## What you will do
Pull out every line in the rows below that contains the word "above", and copy each one unchanged.

## Data excerpts
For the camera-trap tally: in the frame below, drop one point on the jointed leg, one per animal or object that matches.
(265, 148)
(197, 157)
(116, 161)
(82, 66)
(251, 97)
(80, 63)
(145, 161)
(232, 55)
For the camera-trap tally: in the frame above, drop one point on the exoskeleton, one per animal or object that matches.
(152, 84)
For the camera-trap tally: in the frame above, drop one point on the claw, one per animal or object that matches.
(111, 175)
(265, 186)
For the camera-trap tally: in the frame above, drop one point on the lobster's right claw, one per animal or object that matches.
* * *
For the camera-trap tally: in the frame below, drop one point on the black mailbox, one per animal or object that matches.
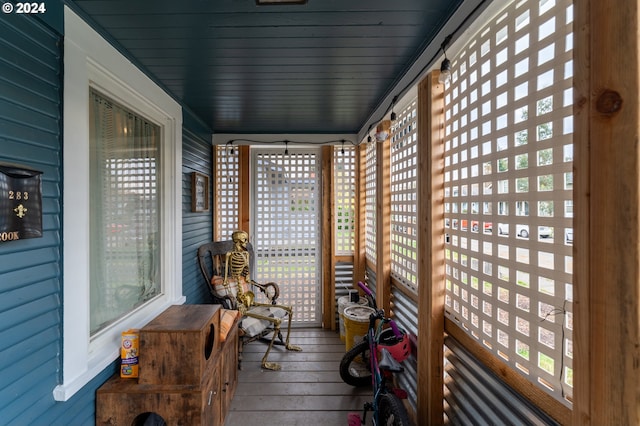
==
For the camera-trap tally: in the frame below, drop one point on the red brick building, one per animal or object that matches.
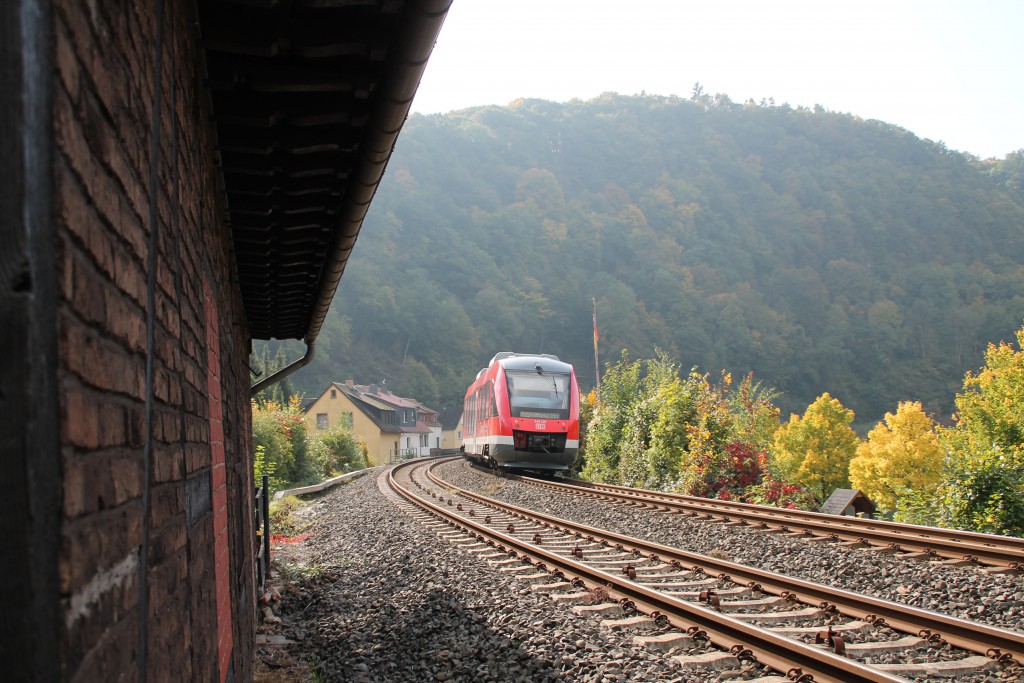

## Result of the task
For the camera-trap tally: in the frame above, drop one point on the exoskeleton, one per animal or object that matches.
For the camera-trap tally: in the frame above, drop one point on the claw, one per animal or object that matches.
For the camera-trap tally: in the frame above, drop one point on the lobster's right claw, one per animal or object that matches.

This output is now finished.